Please print the entries below verbatim, starting at their very first line and ending at the line that contains "negative clicks: (42, 26)", with both of those lines included.
*** The records Section Begins ***
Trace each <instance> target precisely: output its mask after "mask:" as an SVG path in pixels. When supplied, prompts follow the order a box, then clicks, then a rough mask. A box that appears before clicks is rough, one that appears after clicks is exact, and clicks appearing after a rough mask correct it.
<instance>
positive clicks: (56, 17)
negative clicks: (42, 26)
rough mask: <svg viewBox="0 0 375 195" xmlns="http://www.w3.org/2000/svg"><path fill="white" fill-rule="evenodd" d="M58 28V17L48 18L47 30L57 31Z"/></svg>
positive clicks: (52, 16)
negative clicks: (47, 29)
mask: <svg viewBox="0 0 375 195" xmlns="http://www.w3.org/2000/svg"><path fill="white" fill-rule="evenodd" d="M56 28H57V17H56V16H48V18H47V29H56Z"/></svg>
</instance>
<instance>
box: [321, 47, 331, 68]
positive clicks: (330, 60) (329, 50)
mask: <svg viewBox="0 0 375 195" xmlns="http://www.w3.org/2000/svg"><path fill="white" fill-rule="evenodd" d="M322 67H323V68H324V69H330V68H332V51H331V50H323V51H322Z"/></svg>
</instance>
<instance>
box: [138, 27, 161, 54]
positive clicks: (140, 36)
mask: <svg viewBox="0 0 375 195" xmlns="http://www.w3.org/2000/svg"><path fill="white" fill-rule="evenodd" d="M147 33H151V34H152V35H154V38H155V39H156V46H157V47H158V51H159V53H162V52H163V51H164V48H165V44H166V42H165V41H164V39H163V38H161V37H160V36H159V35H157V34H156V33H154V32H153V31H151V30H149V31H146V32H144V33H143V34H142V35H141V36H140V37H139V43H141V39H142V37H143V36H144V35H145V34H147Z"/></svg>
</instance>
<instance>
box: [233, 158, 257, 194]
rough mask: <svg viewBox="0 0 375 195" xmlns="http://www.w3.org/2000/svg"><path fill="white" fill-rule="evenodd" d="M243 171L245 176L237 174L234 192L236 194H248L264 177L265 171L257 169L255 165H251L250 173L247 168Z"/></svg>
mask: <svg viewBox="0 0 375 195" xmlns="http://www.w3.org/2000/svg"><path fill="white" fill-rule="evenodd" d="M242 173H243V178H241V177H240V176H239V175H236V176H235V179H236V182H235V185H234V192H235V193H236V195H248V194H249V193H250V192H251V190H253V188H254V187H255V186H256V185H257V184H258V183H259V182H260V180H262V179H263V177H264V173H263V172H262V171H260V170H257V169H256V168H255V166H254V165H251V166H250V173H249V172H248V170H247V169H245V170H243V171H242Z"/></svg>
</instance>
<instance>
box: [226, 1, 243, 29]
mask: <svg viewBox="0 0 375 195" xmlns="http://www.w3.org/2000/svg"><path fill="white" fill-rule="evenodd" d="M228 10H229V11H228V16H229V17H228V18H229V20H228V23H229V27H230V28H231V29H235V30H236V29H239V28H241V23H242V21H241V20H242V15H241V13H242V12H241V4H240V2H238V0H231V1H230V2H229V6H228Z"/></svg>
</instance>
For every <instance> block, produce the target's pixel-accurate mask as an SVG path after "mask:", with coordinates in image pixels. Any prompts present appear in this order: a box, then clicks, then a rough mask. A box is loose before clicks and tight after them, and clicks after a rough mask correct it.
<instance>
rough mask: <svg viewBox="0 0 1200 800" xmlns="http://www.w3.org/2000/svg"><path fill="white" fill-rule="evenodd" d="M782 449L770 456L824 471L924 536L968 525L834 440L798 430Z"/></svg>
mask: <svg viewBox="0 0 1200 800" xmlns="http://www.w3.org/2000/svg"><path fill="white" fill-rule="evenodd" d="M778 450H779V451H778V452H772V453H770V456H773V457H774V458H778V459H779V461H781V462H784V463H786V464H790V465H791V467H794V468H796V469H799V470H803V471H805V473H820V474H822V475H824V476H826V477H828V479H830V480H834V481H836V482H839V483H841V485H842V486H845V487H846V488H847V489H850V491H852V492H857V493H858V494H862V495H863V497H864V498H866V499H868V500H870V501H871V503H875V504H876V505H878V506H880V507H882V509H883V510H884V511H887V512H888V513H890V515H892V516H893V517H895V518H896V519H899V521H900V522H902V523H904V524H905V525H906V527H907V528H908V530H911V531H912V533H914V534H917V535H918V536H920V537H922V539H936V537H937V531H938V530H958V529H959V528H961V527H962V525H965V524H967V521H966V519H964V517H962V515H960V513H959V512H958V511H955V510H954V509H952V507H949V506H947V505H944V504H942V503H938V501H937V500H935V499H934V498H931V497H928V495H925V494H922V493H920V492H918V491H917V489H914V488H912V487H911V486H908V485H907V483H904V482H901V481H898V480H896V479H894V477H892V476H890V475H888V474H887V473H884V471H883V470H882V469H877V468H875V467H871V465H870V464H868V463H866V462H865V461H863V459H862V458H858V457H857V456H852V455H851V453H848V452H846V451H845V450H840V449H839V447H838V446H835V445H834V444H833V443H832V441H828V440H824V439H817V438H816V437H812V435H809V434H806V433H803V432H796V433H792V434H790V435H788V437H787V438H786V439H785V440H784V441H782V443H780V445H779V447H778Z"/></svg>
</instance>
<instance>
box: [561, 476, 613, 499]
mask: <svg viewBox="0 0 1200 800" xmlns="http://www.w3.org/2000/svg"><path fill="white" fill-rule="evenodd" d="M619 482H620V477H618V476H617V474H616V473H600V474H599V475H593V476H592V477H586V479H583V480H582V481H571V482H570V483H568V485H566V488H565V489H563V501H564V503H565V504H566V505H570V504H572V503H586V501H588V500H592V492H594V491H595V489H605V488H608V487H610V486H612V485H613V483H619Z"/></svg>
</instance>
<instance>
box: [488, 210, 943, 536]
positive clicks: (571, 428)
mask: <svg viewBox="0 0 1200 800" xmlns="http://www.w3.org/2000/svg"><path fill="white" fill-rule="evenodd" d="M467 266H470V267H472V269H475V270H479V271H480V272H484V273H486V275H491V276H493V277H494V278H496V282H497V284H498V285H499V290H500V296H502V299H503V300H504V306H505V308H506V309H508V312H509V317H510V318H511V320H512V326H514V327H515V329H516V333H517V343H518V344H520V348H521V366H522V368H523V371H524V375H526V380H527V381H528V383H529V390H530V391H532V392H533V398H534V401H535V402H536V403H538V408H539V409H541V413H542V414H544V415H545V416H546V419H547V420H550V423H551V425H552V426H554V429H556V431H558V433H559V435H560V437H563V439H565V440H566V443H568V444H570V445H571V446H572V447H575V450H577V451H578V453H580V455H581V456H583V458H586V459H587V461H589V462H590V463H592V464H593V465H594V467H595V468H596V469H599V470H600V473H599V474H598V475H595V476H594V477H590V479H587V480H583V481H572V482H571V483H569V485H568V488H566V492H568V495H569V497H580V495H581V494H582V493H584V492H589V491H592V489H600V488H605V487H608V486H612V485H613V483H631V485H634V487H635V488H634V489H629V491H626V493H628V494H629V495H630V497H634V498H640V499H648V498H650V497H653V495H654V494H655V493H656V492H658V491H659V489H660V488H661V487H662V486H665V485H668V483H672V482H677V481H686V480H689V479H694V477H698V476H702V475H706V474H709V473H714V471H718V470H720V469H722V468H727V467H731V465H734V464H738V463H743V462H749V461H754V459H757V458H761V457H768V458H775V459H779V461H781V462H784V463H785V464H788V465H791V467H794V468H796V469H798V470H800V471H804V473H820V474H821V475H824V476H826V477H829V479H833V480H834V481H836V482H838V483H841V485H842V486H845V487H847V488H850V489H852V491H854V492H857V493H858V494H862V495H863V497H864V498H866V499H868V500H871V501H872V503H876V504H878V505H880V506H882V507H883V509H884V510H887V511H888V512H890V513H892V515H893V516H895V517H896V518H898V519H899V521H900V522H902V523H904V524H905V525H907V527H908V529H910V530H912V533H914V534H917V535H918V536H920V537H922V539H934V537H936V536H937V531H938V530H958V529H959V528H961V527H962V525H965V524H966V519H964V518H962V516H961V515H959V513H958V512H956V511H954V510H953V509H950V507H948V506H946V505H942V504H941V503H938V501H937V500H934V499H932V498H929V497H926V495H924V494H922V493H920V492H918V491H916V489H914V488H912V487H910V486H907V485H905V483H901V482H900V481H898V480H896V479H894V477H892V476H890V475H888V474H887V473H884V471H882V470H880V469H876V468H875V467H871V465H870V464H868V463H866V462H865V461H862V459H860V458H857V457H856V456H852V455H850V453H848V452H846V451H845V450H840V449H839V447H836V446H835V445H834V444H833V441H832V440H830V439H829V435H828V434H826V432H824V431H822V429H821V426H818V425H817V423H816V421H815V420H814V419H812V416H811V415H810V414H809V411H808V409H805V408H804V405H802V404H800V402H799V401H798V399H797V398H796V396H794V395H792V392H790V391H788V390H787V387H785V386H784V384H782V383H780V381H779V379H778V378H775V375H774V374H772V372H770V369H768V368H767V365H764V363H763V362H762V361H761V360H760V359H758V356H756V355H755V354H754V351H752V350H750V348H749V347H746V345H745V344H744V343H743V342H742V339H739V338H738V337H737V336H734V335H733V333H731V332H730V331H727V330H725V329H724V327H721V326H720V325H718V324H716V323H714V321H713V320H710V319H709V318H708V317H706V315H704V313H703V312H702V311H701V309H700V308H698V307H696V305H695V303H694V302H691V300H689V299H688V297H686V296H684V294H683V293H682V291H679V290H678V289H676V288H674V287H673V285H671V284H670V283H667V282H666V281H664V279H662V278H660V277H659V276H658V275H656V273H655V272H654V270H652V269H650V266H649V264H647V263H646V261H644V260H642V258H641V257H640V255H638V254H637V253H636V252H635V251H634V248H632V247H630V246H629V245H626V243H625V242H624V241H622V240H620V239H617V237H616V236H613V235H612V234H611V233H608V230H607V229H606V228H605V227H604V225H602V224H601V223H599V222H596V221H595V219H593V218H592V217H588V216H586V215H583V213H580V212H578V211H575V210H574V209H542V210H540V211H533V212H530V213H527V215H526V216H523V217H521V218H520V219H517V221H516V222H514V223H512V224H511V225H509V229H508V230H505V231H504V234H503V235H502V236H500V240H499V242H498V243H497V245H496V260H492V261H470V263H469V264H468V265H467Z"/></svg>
*** The records Section Ends ***
§ **Answer space**
Trace each <instance> target precisely: output its mask after "mask:" as an SVG path in pixels. When supplied, prompts follow the order a box, then clicks, then a rough mask. A box that appears before clicks is rough, one that appears after clicks is exact, and clicks appearing after a rough mask correct it.
<instance>
positive clicks: (56, 17)
negative clicks: (42, 26)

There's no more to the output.